## Instructions
A. In the ECLGS 2.0 article, what range of outstanding loans makes a company eligible for the scheme?
B. Please list every distinct rupee amount that the ECLGS 2.0 article mentions.
C. Decide whether each statement agrees with the ECLGS 2.0 article, and support each yes or no with the article's own words: (i) Eligible companies can get additional credit of up to 20 percent of their outstanding debt. (ii) The government appointed the K V Kamath committee. (iii) The eligible companies face an average cash flow contraction of 17 percent.

## Text section
================

The extended emergency credit line guarantee scheme (ECLGS 2.0) has the potential to infuse over Rs 40,000 crore liquidity into the targeted 26 stressed sectors, including the healthcare industry, says a report.
The new ECLGS scheme and the resultant identification of the affected sector was done after the RBI-appointed K V Kamath committee recommended to extend liquidity to the worst-hit sectors after being pummeled by the pandemic driven lockdown.
The possible over Rs 40,000-crore liquidity through the ELCGS 2.0 will be sufficient to help companies, including those hit by a sharp decline in cash flows because of the pandemic, to overcome liquidity pressures,” says a CRISIL report.
Under the scheme, companies with outstanding loans of Rs 50 crore to Rs 500 crore are eligible for additional credit of up to 20 percent of their outstanding debt as of February 29, 2020.
Of CRISIL-rated portfolio, as much as 1,414 companies from 27 sectors, including healthcare, are eligible for the scheme. These companies collectively have an outstanding debt of Rs 2 lakh crore as of February 29.
These companies are facing an average cash flow contraction of 17 percent or by Rs 11,000 crore, compared to the pre-pandemic assessment.

================

Stored data entries
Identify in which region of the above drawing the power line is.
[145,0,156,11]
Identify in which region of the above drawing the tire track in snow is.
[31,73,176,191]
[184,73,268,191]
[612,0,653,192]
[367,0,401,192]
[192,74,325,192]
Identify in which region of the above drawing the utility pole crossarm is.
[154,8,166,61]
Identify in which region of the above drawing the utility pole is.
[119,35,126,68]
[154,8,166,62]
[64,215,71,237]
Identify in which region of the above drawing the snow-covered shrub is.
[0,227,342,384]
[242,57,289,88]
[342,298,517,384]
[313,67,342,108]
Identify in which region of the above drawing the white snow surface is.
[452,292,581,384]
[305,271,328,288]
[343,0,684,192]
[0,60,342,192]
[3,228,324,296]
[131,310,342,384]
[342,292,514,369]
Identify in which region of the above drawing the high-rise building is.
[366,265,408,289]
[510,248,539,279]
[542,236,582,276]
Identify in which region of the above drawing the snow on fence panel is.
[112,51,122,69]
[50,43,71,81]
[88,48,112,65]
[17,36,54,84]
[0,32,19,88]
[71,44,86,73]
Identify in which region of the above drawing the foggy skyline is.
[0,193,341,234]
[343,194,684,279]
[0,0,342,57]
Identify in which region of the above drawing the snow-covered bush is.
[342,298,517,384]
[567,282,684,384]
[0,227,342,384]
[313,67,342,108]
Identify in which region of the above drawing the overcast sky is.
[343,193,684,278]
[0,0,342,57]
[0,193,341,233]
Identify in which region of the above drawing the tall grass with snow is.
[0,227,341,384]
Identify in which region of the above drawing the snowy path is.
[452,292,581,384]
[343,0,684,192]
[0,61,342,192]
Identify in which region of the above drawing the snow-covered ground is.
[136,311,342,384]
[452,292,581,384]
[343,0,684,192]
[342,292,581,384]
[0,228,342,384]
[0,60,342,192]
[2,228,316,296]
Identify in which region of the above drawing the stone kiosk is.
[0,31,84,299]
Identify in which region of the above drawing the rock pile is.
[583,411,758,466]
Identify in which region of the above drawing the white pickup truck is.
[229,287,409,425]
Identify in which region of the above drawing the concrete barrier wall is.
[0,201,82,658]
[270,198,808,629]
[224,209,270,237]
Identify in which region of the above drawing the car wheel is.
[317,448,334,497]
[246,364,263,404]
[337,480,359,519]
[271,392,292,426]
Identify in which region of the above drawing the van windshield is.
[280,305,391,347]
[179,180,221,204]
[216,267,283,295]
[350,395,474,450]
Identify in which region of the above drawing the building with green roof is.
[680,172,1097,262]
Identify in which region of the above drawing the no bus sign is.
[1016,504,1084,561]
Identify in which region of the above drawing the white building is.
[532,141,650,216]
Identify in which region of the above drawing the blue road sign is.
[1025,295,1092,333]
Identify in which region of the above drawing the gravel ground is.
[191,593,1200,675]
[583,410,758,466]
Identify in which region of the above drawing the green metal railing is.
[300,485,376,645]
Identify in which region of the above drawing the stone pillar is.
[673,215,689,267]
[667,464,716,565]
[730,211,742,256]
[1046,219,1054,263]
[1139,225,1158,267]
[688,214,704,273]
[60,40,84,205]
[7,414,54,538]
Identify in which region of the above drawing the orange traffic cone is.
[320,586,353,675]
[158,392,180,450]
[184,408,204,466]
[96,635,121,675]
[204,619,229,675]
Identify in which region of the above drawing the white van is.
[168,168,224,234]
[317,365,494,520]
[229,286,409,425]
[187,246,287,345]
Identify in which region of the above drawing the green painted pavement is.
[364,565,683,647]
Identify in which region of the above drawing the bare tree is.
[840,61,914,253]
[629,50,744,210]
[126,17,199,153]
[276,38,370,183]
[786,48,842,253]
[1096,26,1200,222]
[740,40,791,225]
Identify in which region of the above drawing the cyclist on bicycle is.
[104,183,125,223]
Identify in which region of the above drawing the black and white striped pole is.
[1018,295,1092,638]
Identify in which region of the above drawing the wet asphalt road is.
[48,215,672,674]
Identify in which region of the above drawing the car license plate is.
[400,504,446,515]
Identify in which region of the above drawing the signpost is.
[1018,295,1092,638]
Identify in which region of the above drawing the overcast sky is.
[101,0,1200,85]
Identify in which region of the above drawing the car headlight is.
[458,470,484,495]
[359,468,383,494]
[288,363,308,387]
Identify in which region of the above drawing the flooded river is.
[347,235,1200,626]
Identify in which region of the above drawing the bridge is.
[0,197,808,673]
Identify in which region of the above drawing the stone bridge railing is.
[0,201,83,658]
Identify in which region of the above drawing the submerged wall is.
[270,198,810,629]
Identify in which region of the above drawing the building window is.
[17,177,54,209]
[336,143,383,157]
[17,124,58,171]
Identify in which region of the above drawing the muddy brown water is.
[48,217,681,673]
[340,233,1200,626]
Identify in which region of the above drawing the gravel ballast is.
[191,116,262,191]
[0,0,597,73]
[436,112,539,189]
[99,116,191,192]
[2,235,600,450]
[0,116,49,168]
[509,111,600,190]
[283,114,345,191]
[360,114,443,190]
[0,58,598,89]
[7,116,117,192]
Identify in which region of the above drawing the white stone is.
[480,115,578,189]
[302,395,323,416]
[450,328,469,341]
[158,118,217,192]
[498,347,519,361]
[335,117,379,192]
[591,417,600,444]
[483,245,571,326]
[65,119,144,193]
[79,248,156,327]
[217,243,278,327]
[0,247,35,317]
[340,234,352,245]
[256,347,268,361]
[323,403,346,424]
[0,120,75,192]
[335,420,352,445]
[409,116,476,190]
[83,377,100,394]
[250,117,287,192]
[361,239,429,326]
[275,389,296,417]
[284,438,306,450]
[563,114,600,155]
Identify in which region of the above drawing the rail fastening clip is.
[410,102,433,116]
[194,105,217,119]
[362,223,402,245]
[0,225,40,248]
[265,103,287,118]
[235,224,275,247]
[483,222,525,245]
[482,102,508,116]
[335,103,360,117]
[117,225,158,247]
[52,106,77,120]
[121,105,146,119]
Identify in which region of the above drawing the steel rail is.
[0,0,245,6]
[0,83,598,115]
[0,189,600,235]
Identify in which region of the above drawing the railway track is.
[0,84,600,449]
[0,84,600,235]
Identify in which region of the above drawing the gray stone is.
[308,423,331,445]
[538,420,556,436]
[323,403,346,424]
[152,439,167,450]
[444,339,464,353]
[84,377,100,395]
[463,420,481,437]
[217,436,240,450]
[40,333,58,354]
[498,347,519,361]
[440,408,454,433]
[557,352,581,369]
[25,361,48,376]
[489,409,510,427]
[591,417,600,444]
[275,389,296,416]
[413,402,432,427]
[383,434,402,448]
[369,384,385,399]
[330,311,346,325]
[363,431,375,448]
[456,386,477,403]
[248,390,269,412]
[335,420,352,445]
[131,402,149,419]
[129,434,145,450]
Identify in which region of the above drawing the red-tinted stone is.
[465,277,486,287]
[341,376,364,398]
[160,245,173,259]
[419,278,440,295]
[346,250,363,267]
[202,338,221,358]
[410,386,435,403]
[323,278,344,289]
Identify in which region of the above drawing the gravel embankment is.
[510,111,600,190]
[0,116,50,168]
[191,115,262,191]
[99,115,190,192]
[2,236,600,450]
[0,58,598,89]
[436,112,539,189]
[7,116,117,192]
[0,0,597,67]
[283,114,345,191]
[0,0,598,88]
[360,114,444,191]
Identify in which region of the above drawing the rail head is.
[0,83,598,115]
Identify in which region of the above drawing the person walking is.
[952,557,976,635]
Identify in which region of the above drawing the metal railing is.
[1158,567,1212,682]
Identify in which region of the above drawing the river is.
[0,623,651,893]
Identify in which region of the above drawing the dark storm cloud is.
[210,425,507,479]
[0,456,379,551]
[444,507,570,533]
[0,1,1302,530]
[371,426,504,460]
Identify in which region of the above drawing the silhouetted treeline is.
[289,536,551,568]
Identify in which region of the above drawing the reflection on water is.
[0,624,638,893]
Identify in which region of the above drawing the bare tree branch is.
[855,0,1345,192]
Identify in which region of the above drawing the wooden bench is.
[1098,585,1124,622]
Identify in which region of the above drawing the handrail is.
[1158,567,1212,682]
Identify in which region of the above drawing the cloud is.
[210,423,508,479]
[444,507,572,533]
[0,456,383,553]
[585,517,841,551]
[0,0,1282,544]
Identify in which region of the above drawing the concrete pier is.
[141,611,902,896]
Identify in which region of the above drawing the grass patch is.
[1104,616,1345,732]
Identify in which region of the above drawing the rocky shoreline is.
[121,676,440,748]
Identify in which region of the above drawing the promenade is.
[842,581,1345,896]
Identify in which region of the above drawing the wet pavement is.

================

## Responses by item number
A. Rs 50 crore to Rs 500 crore

B.
- over Rs 40,000 crore
- Rs 50 crore
- Rs 500 crore
- Rs 2 lakh crore
- Rs 11,000 crore

C.
(i) Yes: "eligible for additional credit of up to 20 percent of their outstanding debt as of February 29, 2020"
(ii) No: "the RBI-appointed K V Kamath committee"
(iii) Yes: "These companies are facing an average cash flow contraction of 17 percent"